● **THE REQUEST**
Count the lines in the items below that contain the word "track". Give only the number.

==== RAW RECORDS

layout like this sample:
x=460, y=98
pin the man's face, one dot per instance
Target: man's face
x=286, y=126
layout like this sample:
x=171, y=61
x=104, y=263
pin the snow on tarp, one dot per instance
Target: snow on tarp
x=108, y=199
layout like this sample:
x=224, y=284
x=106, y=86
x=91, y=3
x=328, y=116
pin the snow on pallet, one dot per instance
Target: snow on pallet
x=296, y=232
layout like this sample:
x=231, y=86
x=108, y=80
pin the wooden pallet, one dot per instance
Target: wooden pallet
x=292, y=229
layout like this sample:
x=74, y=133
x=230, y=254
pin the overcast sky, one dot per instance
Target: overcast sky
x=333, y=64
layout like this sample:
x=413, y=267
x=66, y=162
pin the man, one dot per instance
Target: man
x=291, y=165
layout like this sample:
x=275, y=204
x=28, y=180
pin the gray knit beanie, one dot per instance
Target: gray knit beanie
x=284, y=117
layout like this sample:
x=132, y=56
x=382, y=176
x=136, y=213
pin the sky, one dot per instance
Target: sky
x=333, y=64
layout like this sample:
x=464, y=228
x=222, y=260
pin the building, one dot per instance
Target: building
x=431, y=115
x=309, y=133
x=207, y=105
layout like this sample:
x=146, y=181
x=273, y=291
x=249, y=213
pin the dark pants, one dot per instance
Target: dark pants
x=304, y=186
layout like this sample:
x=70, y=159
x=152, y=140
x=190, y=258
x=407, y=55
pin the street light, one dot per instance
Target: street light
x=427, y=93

========
==== RAW RECORDS

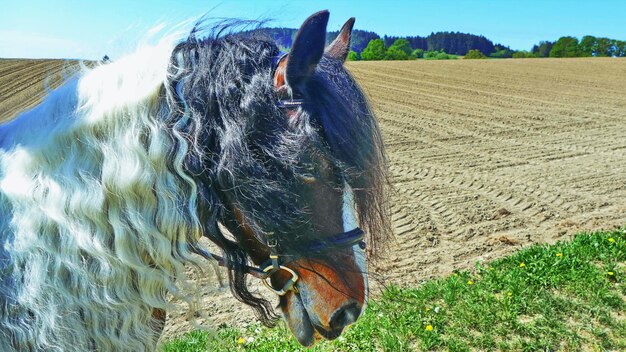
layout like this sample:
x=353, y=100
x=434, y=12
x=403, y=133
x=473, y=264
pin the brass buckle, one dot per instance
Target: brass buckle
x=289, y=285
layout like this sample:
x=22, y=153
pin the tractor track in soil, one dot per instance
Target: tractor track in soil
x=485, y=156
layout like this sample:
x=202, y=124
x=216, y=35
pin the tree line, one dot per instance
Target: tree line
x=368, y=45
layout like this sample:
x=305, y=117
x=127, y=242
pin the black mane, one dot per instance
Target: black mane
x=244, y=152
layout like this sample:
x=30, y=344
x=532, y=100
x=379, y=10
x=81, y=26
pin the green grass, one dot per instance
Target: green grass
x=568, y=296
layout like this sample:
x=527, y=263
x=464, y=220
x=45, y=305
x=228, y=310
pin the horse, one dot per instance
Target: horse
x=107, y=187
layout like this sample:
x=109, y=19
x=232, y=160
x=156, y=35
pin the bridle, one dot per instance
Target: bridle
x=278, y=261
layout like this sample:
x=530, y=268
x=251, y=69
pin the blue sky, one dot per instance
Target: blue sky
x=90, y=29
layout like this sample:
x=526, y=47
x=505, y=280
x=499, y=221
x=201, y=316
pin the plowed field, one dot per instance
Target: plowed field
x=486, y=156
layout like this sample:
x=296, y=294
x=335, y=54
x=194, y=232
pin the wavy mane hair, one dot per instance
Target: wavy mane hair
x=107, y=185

========
==== RAW RECORDS

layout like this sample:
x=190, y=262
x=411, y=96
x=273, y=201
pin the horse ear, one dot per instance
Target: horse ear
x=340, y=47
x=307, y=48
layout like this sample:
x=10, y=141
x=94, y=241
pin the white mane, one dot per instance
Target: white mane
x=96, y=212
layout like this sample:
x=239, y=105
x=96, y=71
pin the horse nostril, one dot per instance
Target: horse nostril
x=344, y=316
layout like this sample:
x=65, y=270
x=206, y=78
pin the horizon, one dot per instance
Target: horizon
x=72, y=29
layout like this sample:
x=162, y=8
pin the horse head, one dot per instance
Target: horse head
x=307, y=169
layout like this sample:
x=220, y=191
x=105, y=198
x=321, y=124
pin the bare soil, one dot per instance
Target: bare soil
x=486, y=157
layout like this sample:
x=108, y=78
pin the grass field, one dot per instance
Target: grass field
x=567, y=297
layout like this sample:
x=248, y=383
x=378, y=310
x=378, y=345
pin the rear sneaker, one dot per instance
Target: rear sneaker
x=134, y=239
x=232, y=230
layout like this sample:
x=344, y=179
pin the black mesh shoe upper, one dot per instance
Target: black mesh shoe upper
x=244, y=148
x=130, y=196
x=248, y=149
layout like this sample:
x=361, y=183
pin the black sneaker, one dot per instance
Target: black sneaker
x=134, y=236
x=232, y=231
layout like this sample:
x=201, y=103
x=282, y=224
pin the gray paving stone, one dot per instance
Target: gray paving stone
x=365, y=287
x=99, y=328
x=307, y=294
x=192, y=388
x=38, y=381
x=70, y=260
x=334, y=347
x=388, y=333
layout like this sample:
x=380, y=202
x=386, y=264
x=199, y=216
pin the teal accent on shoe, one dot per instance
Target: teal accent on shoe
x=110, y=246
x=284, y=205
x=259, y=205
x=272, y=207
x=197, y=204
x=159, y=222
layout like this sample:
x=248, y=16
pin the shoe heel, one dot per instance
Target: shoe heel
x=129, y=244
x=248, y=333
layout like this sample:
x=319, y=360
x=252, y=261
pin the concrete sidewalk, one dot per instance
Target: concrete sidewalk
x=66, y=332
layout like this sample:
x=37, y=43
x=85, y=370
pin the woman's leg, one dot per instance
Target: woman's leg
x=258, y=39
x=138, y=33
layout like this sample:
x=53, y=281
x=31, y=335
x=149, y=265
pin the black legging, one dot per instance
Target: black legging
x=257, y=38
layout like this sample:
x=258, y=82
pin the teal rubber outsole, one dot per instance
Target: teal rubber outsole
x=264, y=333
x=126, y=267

========

● **OUTPUT BELOW**
2